# [What you will do]
Copy every line of the listing below character for character, changing nothing.
###
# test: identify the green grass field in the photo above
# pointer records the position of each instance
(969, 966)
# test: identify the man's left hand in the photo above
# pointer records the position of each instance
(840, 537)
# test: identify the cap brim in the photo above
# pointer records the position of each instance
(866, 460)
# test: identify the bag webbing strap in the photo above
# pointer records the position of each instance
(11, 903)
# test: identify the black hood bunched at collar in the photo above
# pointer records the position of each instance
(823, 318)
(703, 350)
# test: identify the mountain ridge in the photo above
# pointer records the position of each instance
###
# [Problem solution]
# test: identify the green grass field in the photo above
# pointer records the position of each instance
(969, 966)
# test: identify the man's left hand in the photo above
# pointer records the position of each instance
(840, 537)
# test: identify the cap brim in the photo above
# pointer records the position of each instance
(866, 460)
# test: identify the bag webbing strap in the photo above
# pointer records the position of each instance
(11, 903)
# test: identify the black hood bunched at collar in the photo above
# pointer records the position of each instance
(823, 318)
(703, 350)
# test: identify the mountain ridge in the photo above
# pointer records the position of each instance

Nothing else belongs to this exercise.